DATA FOR THIS TASK:
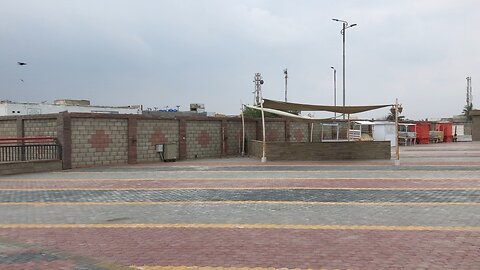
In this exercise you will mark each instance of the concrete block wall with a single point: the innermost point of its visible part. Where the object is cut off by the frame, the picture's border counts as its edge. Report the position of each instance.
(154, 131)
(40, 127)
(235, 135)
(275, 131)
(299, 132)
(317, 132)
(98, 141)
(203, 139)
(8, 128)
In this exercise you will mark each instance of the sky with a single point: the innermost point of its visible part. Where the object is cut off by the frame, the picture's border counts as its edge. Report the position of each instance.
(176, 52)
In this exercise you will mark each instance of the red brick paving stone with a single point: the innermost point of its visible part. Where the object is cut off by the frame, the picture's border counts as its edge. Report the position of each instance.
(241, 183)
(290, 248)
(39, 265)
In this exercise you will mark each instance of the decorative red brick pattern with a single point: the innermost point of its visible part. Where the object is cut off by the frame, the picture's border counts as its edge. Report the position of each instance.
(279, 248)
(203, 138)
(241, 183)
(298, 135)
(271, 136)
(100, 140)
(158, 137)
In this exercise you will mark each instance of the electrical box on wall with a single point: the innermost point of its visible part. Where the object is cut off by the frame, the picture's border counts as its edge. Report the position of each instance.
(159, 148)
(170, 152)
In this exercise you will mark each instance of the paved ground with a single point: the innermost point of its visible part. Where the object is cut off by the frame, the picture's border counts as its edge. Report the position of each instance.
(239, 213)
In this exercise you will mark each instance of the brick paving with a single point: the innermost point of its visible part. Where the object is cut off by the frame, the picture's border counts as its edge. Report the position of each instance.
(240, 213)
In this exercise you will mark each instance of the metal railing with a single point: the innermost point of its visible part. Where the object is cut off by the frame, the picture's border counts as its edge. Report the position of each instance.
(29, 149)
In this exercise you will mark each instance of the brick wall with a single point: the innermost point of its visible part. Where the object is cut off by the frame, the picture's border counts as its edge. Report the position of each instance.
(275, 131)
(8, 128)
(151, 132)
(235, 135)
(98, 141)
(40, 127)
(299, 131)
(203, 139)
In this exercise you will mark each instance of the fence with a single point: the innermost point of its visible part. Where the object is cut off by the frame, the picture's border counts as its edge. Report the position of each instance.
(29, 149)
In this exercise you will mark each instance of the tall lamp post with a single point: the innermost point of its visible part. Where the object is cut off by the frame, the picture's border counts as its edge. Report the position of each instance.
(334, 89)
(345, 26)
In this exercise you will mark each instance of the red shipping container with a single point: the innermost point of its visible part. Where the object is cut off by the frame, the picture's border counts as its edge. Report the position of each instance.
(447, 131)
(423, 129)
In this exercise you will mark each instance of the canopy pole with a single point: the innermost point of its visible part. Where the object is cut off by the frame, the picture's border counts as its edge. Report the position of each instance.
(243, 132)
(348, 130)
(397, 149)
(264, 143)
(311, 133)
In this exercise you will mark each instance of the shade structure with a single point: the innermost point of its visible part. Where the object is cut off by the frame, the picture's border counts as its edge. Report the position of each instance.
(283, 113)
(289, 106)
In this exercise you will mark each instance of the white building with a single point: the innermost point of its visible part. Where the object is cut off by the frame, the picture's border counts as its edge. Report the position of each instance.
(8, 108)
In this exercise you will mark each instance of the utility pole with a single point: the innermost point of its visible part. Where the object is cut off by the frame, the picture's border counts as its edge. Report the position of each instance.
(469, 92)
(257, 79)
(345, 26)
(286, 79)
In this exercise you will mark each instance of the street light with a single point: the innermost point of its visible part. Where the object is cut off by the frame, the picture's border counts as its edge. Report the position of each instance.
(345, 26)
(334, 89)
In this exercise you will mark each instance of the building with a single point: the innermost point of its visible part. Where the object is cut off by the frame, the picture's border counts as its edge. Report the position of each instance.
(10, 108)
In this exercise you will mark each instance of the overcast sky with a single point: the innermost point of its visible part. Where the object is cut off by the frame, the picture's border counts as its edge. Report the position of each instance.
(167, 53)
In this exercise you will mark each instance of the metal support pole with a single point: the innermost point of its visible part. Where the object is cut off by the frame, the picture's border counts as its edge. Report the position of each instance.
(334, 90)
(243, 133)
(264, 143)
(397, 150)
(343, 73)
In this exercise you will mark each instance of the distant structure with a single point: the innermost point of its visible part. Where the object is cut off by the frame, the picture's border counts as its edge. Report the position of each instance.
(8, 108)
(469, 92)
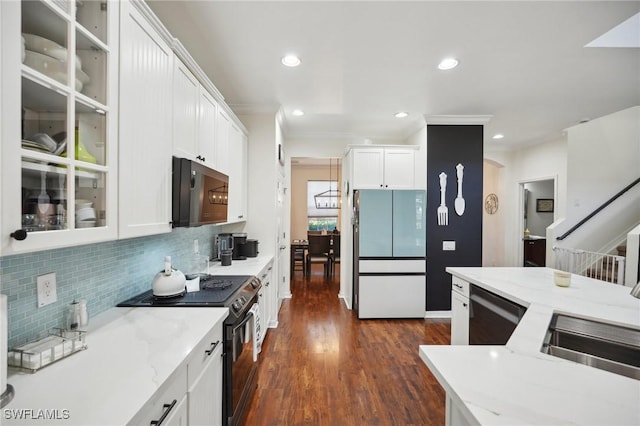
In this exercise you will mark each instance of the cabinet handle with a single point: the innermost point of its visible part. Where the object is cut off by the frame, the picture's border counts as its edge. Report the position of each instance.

TASK TO COMPLETE:
Beginning at the line that holds "the metal support" and ending with the last line of the entries, please set down each line exactly, leaving every picture out.

RESULT:
In this exercise you will mark each instance of the metal support pole with a single point: the innermost point of its visible part. Where the object is cut off by the frame, the picture's border counts as its edge. Report the position of each instance.
(334, 90)
(243, 133)
(264, 143)
(397, 150)
(343, 73)
In this exercise you will mark each instance of the distant structure with a single point: the innermost point of its visible part. Where the object is cut off by the frame, the picture's border counts as its edge. Report the position of each instance.
(8, 108)
(469, 92)
In this exercise you will mark each instance of the cabinet handle with a single point: the innermost point of its visible part. Where the object is cut off by the frame, the picture's border counts as its edge. Report the position of each instance.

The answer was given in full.